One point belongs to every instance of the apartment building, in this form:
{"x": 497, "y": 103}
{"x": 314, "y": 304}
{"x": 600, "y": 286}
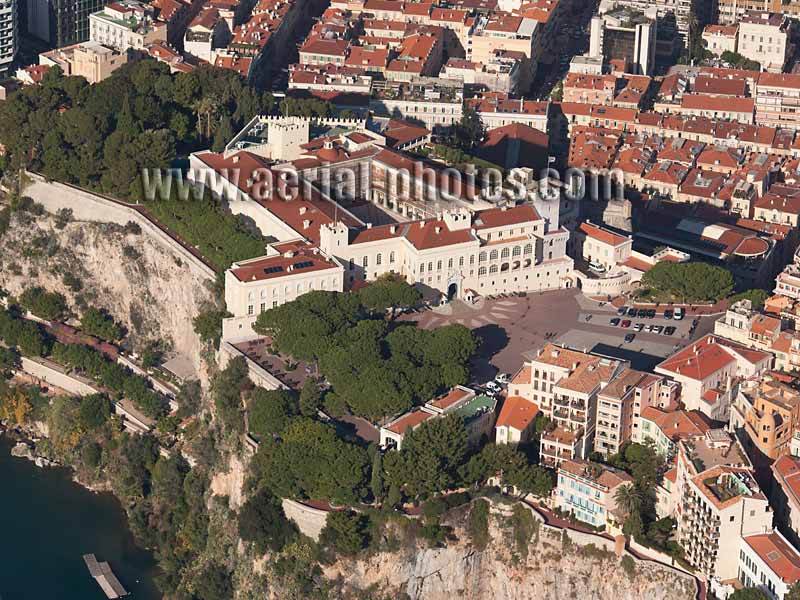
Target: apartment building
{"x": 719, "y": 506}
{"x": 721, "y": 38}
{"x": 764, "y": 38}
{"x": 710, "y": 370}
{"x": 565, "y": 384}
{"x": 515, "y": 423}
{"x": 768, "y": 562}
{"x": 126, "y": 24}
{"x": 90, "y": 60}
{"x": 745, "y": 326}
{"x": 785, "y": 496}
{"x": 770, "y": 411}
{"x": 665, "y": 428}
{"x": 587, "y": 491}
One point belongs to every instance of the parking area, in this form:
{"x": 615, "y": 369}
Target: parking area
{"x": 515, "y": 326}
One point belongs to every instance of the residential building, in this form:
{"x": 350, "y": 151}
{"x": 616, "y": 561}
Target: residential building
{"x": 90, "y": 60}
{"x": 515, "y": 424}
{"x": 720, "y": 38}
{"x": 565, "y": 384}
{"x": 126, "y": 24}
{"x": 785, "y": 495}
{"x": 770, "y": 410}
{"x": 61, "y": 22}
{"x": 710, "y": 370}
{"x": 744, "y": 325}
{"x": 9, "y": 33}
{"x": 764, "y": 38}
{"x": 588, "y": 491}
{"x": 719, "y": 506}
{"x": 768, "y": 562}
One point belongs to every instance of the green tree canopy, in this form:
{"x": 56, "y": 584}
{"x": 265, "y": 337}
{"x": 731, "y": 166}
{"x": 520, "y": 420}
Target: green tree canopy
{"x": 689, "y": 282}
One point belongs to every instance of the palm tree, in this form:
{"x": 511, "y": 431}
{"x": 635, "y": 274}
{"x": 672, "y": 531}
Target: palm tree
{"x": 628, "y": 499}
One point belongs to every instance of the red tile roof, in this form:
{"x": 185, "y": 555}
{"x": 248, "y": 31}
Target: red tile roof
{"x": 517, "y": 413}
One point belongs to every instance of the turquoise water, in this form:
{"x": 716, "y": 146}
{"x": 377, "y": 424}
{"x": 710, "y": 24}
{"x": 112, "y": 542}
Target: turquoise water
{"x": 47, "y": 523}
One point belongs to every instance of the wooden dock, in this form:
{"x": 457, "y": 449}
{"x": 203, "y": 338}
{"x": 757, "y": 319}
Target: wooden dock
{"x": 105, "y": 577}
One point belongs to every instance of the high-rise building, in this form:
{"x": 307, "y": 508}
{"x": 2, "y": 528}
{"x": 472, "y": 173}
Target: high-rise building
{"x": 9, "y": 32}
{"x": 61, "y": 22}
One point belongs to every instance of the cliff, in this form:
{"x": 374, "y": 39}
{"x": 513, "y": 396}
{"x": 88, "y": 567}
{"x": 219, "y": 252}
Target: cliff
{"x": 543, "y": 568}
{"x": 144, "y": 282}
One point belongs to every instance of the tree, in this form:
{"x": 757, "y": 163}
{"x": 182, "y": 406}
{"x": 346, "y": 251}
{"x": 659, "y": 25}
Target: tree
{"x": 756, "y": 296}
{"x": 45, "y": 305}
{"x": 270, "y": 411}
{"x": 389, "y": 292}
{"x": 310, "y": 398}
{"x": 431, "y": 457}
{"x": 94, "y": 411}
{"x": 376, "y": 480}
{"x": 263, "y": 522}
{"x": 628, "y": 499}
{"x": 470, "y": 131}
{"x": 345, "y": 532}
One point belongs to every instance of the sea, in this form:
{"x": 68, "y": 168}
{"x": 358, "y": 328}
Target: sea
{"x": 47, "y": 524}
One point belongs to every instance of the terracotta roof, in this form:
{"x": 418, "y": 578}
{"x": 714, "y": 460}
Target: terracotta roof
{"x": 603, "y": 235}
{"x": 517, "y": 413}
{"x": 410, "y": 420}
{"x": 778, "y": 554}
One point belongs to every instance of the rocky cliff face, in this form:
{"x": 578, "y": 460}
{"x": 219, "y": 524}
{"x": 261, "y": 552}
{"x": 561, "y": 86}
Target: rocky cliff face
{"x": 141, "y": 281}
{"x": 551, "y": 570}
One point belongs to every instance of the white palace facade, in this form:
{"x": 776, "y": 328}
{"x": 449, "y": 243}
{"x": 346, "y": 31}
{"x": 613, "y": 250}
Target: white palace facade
────────────────────────────────────────
What the exercise asks: Reproduce every row above word for word, omitting the picture.

The answer:
One point belongs to every instance of the apartment building, in this form:
{"x": 497, "y": 103}
{"x": 314, "y": 304}
{"x": 600, "y": 286}
Target: apartment building
{"x": 719, "y": 506}
{"x": 721, "y": 38}
{"x": 764, "y": 38}
{"x": 710, "y": 370}
{"x": 565, "y": 384}
{"x": 515, "y": 423}
{"x": 768, "y": 562}
{"x": 126, "y": 24}
{"x": 90, "y": 60}
{"x": 745, "y": 326}
{"x": 785, "y": 496}
{"x": 770, "y": 411}
{"x": 665, "y": 428}
{"x": 587, "y": 491}
One point belongs to every instance of the parking area, in this form:
{"x": 615, "y": 369}
Target: parking area
{"x": 515, "y": 326}
One point belongs to every instance of the residential building, in this form:
{"x": 350, "y": 151}
{"x": 616, "y": 561}
Target: residential building
{"x": 90, "y": 60}
{"x": 515, "y": 424}
{"x": 720, "y": 38}
{"x": 565, "y": 384}
{"x": 126, "y": 24}
{"x": 785, "y": 495}
{"x": 770, "y": 410}
{"x": 61, "y": 22}
{"x": 710, "y": 370}
{"x": 744, "y": 325}
{"x": 9, "y": 33}
{"x": 764, "y": 38}
{"x": 588, "y": 491}
{"x": 719, "y": 506}
{"x": 768, "y": 562}
One point belongs to every instance of the green tree canopy, in this form:
{"x": 56, "y": 584}
{"x": 265, "y": 337}
{"x": 731, "y": 166}
{"x": 520, "y": 420}
Target: green tree canopy
{"x": 689, "y": 282}
One point belongs to every instance of the palm tree, in this form:
{"x": 511, "y": 431}
{"x": 635, "y": 274}
{"x": 672, "y": 531}
Target: palm tree
{"x": 628, "y": 499}
One point belongs to every instance of the red tile roof, in this form:
{"x": 185, "y": 555}
{"x": 248, "y": 31}
Target: red tile roof
{"x": 517, "y": 413}
One point belongs to every instance of the turquoise water, in this form:
{"x": 716, "y": 146}
{"x": 377, "y": 424}
{"x": 710, "y": 24}
{"x": 112, "y": 542}
Target: turquoise water
{"x": 47, "y": 523}
One point belongs to every instance of the wooden dock, in this form:
{"x": 457, "y": 449}
{"x": 203, "y": 338}
{"x": 757, "y": 319}
Target: wooden dock
{"x": 105, "y": 577}
One point belongs to every instance of the high-rise building, in this form:
{"x": 307, "y": 508}
{"x": 2, "y": 528}
{"x": 472, "y": 173}
Target: high-rise building
{"x": 9, "y": 32}
{"x": 61, "y": 22}
One point belongs to every instance of the cliff, in this form:
{"x": 374, "y": 39}
{"x": 513, "y": 396}
{"x": 88, "y": 567}
{"x": 219, "y": 252}
Target: cliff
{"x": 543, "y": 568}
{"x": 144, "y": 282}
One point belongs to every instance of the tree, in this form:
{"x": 757, "y": 163}
{"x": 182, "y": 406}
{"x": 346, "y": 251}
{"x": 659, "y": 25}
Target: tree
{"x": 756, "y": 296}
{"x": 45, "y": 305}
{"x": 270, "y": 411}
{"x": 389, "y": 292}
{"x": 310, "y": 398}
{"x": 431, "y": 457}
{"x": 94, "y": 411}
{"x": 376, "y": 480}
{"x": 263, "y": 522}
{"x": 628, "y": 499}
{"x": 470, "y": 131}
{"x": 345, "y": 532}
One point belongs to every instance of the sea, in this form:
{"x": 68, "y": 168}
{"x": 358, "y": 328}
Target: sea
{"x": 47, "y": 524}
One point belongs to every instance of the terracotta roof, in this form:
{"x": 418, "y": 578}
{"x": 714, "y": 460}
Target: terracotta roof
{"x": 603, "y": 235}
{"x": 517, "y": 413}
{"x": 410, "y": 420}
{"x": 778, "y": 554}
One point belongs to every instance of the rocky cliff face, in this form:
{"x": 578, "y": 460}
{"x": 219, "y": 524}
{"x": 261, "y": 552}
{"x": 561, "y": 86}
Target: rocky cliff face
{"x": 141, "y": 281}
{"x": 551, "y": 570}
One point belongs to every instance of the white palace facade, in this form:
{"x": 776, "y": 328}
{"x": 449, "y": 243}
{"x": 346, "y": 31}
{"x": 613, "y": 250}
Target: white palace facade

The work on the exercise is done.